* Quoted text:
**********

# Lost Nature



## Pedro Rosa (9 Jan 2015)

*LOST NATURE (60l)*
by Pedro Rosa






*SETUP*

*Aquarium ADA 60P (60x30x36cm)*

*Date: *21 to 28 december, 2014

*Filter*
Eheim Ecco Pro 300
Lilly pipes ADA P4

*Heating*
Hydor external 200w
Termometro ADA

*CO2*
TMC 567g Pressurized, Solenoid Valve
ADA type 3 Diffuser
Gush drop checker

*Lights*
Aquaeden Solstar 4x24w (apenas duas ligadas - 6500k+8000k.)

*Substrate* Ada
Équo Vigor Plus (fértil)
Équo Bio-Soil (ativador biológico)
Équo Terra Nera Fine (solo tropical)
ADA La Plata Sand

*Hardscape*
30 Kg Spirit Stone
Troncos colhidos na natureza 7 meses antes

*Tropica Plants*
Hemianthus callitrichoides ('Cuba')
Micranthemum 'Monte Carlo'
Eleocharis acicularis 'Mini'
Fontinalis antipyretica ('Willow')
Riccardia chamedryfolia

*Description:*
This one gave me some work 
I used ~30kg os Spirit Stones (a large number of stones) and i tried a difficult layout.
The hardscape have a large impact on the aquarium.
I used wood (caught on nature) to give a more natural look.

I used almost one week to make it (only some hours daily) and i used a lot of silicone for stones and wood.

**********

* Entries provided:
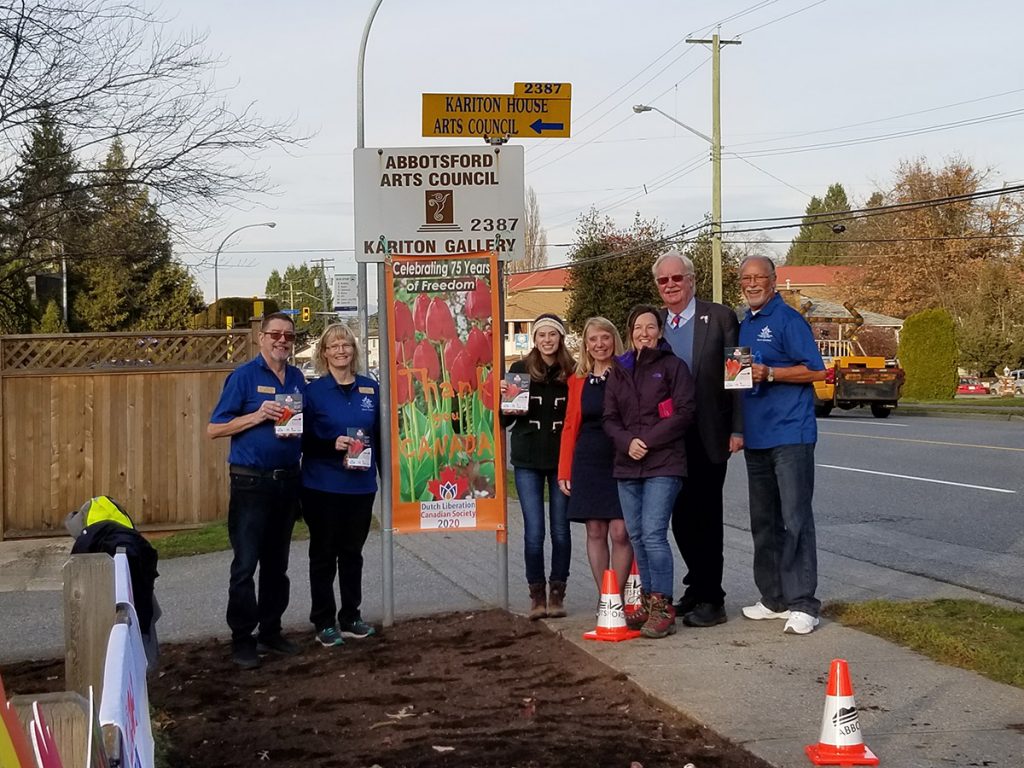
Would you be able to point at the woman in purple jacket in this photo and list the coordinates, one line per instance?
(648, 404)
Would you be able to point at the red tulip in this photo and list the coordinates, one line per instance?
(420, 315)
(478, 301)
(403, 351)
(426, 356)
(440, 327)
(463, 371)
(453, 347)
(404, 387)
(403, 328)
(487, 391)
(478, 347)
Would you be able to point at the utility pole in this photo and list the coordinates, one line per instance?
(322, 262)
(716, 158)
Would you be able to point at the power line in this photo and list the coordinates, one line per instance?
(877, 120)
(779, 18)
(840, 143)
(838, 216)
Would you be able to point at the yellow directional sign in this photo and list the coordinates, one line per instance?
(534, 111)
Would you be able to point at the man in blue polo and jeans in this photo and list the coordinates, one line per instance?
(265, 487)
(779, 434)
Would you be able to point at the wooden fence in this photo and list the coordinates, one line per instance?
(119, 414)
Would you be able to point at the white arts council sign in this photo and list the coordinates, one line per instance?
(435, 201)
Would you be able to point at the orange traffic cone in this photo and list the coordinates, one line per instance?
(841, 741)
(633, 589)
(610, 619)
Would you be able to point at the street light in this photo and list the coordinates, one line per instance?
(216, 256)
(716, 196)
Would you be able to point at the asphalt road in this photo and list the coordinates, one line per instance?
(936, 497)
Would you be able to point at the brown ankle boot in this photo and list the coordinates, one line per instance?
(538, 602)
(639, 617)
(556, 597)
(662, 621)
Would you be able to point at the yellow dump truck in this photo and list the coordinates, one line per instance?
(858, 380)
(854, 379)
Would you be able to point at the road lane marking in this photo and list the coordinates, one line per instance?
(922, 479)
(926, 442)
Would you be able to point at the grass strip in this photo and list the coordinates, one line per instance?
(967, 634)
(212, 538)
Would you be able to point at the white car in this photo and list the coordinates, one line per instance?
(1018, 377)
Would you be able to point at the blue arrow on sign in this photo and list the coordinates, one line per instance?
(540, 126)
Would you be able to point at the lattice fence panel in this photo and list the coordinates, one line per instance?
(155, 350)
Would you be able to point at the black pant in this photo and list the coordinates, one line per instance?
(260, 517)
(339, 524)
(696, 524)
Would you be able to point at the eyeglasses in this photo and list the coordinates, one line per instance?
(279, 335)
(666, 279)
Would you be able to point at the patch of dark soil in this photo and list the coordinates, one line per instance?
(487, 690)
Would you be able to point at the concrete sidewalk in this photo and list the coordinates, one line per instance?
(743, 679)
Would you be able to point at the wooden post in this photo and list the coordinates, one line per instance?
(89, 613)
(68, 716)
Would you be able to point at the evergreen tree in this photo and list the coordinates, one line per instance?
(817, 243)
(44, 209)
(128, 279)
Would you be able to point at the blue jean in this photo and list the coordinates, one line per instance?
(780, 483)
(529, 486)
(647, 508)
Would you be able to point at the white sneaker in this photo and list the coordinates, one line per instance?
(760, 611)
(801, 623)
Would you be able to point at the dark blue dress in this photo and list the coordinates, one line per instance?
(595, 493)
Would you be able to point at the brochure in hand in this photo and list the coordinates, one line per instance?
(516, 396)
(290, 423)
(359, 454)
(737, 369)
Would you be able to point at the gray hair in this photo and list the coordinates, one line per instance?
(767, 260)
(672, 254)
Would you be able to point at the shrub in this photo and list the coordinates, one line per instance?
(928, 353)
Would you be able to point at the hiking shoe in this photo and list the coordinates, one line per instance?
(706, 614)
(800, 623)
(330, 637)
(662, 621)
(638, 617)
(761, 611)
(276, 644)
(356, 629)
(244, 653)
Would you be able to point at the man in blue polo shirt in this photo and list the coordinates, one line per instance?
(779, 434)
(265, 486)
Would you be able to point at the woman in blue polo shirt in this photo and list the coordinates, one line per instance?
(340, 444)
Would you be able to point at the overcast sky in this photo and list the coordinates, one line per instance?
(807, 74)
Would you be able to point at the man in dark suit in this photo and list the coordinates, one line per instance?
(699, 332)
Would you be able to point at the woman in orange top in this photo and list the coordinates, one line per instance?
(586, 456)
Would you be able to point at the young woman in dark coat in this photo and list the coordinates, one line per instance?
(648, 404)
(536, 437)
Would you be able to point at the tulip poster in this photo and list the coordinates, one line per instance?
(445, 463)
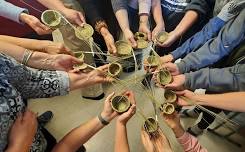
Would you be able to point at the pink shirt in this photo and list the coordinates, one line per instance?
(190, 143)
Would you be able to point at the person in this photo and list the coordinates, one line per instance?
(182, 19)
(103, 22)
(232, 101)
(19, 82)
(45, 46)
(81, 134)
(187, 141)
(22, 16)
(127, 16)
(210, 31)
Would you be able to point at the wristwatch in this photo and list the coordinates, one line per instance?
(102, 120)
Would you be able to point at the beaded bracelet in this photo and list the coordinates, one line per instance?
(27, 55)
(99, 25)
(102, 120)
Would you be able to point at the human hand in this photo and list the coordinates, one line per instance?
(156, 30)
(173, 121)
(172, 67)
(62, 62)
(35, 24)
(123, 118)
(177, 83)
(189, 95)
(74, 16)
(109, 40)
(173, 36)
(108, 112)
(23, 131)
(166, 58)
(144, 28)
(56, 48)
(157, 143)
(130, 37)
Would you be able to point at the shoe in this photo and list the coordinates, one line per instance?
(95, 98)
(188, 113)
(236, 6)
(81, 149)
(195, 130)
(44, 118)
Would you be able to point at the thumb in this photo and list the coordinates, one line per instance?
(133, 42)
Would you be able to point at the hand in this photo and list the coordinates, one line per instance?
(156, 143)
(188, 94)
(62, 62)
(172, 67)
(108, 112)
(123, 118)
(130, 38)
(156, 30)
(144, 28)
(166, 58)
(173, 121)
(56, 48)
(173, 36)
(109, 40)
(35, 24)
(74, 16)
(23, 131)
(145, 138)
(177, 84)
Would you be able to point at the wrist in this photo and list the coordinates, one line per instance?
(178, 131)
(104, 31)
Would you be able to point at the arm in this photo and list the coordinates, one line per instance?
(73, 16)
(217, 80)
(158, 17)
(121, 139)
(229, 37)
(78, 136)
(13, 12)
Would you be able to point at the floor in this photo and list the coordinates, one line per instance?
(72, 110)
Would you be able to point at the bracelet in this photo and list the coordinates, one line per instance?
(102, 120)
(99, 25)
(27, 55)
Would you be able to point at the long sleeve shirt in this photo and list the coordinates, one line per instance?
(11, 11)
(228, 79)
(190, 143)
(18, 82)
(144, 6)
(229, 37)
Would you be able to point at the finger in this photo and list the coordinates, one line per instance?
(82, 18)
(133, 42)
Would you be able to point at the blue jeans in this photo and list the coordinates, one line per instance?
(210, 30)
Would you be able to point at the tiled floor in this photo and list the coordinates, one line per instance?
(72, 110)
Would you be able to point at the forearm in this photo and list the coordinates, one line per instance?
(78, 136)
(38, 60)
(54, 4)
(121, 139)
(122, 18)
(228, 101)
(188, 20)
(157, 12)
(31, 44)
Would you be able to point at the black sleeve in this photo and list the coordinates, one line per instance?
(203, 7)
(91, 11)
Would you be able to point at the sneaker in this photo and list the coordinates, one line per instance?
(236, 6)
(44, 118)
(188, 113)
(195, 130)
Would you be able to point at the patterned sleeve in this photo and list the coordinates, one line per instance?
(32, 83)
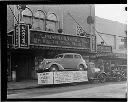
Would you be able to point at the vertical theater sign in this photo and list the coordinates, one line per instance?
(21, 36)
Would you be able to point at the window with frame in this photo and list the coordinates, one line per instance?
(38, 20)
(68, 56)
(51, 23)
(27, 16)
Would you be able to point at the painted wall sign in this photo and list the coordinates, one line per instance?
(62, 77)
(24, 35)
(52, 39)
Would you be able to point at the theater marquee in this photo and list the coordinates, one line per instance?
(58, 40)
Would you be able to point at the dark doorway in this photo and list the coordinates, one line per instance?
(22, 67)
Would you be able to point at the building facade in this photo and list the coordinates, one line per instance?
(113, 34)
(36, 32)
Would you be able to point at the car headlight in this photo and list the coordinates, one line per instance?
(47, 62)
(96, 69)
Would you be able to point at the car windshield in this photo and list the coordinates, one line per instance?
(58, 56)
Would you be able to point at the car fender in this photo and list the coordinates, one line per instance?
(85, 66)
(101, 73)
(54, 63)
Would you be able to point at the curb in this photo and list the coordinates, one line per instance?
(29, 87)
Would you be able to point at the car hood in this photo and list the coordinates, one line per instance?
(52, 60)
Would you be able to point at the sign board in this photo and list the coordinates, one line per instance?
(24, 35)
(103, 48)
(45, 78)
(21, 36)
(62, 77)
(16, 36)
(93, 43)
(58, 40)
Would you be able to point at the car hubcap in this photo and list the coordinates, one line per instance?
(53, 69)
(102, 78)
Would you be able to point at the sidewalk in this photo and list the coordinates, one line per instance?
(22, 85)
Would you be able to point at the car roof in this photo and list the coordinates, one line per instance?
(69, 53)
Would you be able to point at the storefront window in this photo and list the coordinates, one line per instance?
(51, 23)
(38, 21)
(27, 16)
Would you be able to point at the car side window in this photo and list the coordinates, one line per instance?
(77, 56)
(68, 56)
(59, 56)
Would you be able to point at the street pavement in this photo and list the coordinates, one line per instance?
(114, 90)
(106, 91)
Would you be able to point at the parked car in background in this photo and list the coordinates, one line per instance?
(64, 61)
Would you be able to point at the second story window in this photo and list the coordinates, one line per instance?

**********

* Problem to work on:
Please return the stretch of the Lost Nature post starting at "Micranthemum 'Monte Carlo'" and ending at "on the aquarium.", copied word for word.

* Problem solution:
Micranthemum 'Monte Carlo'
Eleocharis acicularis 'Mini'
Fontinalis antipyretica ('Willow')
Riccardia chamedryfolia

*Description:*
This one gave me some work 
I used ~30kg os Spirit Stones (a large number of stones) and i tried a difficult layout.
The hardscape have a large impact on the aquarium.